++++ SOURCE PASSAGE

A North Park religious school will receive more than $500,000 from taxpayers because a jury found late last year that the city unfairly rejected its expansion project.

The school’s lawyers won their case by arguing City Councilman Todd Gloria improperly pressured city staff into changing a vital report on the project four years ago. That change cleared the way for the City Council to reject the school’s plans.

Gloria denies any wrongdoing, but there is significant evidence to suggest he tampered in the planning process.

In 2007, North Park’s Academy of Our Lady of Peace asked the city to approve its plans to expand its classroom and parking facilities to better serve its over-capacity enrollment. The council eventually voted to reject the project.

Before the council killed the project, Gloria met with a city staffer involved in the city’s formal review of the school’s proposal. That same staffer instructed the author of a key report to change its conclusion to better reflect Gloria’s position on the project.

Gloria used the changed report to justify rejecting the project, reciting its new conclusion nearly verbatim to his council colleagues, who then voted against the expansion.

Presented with this evidence, a district court judge ruled last year there was sufficient evidence for the case to go before a jury. The judge specifically cited Gloria’s involvement, and the pressure placed on city staff to change the project’s official report.

Five months later, a jury found the city treated the school unfairly, and awarded the school $1.1 million in damages. In February, the school and council agreed to settle for $500,000 plus the cost to relocate the homes. The city agreed not to appeal the verdict.

Amplifying the verdict was an accusation about why Gloria may have inserted himself in the process: The school’s attorneys claimed in court that the councilman killed the project to satisfy a neighborhood group that later helped pay back debt from his 2008 election campaign.

Gloria says that’s nonsense. He may have taken money from the group that opposed the project, but he also took donations from Our Lady of Peace supporters, he said.

“I live in a 300-square-foot studio apartment,” Gloria said. “If I’m on the take, I’m not doing it right.”

‘It All Looked Pretty Disgusting’

Our Lady of Peace’s case was based on a critical change made to a city report on its expansion project.

In early 2009, the council held two meetings to discuss the school’s planned expansion.

A staff report provided to the council at the first meeting said the project fit within North Park’s community plan, a document drawn up by community members to guide neighborhood development.

But a month later, the staff’s conclusion had been changed to say it was inconsistent with the community plan.

Staff reports provide the council informational background on any item. The council sometimes votes against the city staff’s official recommendation, but in land use cases like this, council members legally must base their vote on a specific fact provided in the item’s supporting materials. They can’t arbitrarily rule for or against something.

Between the council meetings, two key things happened: Gloria met with a staffer charged with collecting city reports on the project, and that same staffer instructed a colleague to change a report’s conclusion to better align with Gloria’s preference, according to court documents.

That wasn’t simply a coincidence, claimed the school’s attorneys. They say Gloria told city staff to change the determination, and then used the change to justify denying the project.

++++++++

= PROBLEM A =
According to the article, how much did the jury award the school in damages?
The article and the rows have nothing to do with each other.

++++ MATERIAL SHOWN

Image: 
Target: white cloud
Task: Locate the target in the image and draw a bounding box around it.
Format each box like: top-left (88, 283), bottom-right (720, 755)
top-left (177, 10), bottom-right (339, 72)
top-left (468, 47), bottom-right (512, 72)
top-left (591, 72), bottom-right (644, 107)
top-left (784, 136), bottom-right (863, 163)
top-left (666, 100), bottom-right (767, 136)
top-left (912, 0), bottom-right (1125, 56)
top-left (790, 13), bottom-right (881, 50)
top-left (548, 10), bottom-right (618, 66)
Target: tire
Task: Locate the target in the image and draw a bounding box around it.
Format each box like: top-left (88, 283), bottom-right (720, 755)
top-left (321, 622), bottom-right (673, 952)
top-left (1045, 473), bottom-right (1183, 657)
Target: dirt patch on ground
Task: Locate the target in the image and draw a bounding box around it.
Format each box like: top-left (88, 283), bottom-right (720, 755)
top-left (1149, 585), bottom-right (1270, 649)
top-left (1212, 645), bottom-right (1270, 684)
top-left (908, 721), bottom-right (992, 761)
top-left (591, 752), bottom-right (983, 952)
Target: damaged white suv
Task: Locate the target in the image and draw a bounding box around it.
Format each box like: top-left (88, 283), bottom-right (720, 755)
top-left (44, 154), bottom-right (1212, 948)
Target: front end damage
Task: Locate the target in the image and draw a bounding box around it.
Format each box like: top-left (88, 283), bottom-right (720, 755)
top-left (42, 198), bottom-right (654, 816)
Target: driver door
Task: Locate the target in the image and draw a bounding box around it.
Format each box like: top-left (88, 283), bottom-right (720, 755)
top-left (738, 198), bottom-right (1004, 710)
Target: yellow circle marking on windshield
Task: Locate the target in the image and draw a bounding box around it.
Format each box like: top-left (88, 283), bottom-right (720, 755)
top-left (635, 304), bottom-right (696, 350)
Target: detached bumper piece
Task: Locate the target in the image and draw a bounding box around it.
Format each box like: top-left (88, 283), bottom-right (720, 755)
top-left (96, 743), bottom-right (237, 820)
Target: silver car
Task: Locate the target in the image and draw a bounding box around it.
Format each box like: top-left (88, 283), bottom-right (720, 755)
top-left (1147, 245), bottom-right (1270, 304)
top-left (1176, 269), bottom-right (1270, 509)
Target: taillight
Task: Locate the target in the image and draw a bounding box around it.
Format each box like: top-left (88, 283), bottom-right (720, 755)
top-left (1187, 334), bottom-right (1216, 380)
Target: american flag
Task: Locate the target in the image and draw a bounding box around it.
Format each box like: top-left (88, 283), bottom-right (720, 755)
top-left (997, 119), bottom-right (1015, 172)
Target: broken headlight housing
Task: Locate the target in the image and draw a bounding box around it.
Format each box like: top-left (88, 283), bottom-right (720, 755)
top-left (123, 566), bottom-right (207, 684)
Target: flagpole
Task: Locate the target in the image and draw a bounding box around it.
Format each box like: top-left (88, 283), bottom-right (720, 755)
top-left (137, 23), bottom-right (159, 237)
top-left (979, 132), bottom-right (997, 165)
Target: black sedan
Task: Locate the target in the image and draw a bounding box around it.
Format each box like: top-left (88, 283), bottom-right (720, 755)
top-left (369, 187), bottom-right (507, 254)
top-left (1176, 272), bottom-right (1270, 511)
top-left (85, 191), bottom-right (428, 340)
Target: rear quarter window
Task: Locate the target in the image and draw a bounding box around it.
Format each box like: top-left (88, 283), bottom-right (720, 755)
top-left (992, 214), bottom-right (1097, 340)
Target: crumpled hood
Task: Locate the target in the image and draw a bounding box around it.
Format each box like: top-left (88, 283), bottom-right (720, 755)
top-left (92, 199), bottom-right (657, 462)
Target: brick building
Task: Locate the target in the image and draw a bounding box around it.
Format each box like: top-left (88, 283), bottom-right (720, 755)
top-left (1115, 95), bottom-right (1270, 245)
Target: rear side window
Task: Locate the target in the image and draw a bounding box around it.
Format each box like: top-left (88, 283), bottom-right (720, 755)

++++++++

= PROBLEM B =
Scale the rows from the first one through the line holding "top-left (468, 47), bottom-right (512, 72)", inclusive. Write those lines again, requests included, multiplying each coordinate in the answer boxes by 0.5 and rounding to a whole number, with halves going up. Give only these lines.

= TASK ANSWER A =
$1.1 million.

= TASK ANSWER B =
Image: 
Target: white cloud
Task: Locate the target in the image and draw a bounding box around it.
Format each box like: top-left (88, 283), bottom-right (720, 755)
top-left (89, 5), bottom-right (170, 36)
top-left (234, 24), bottom-right (256, 36)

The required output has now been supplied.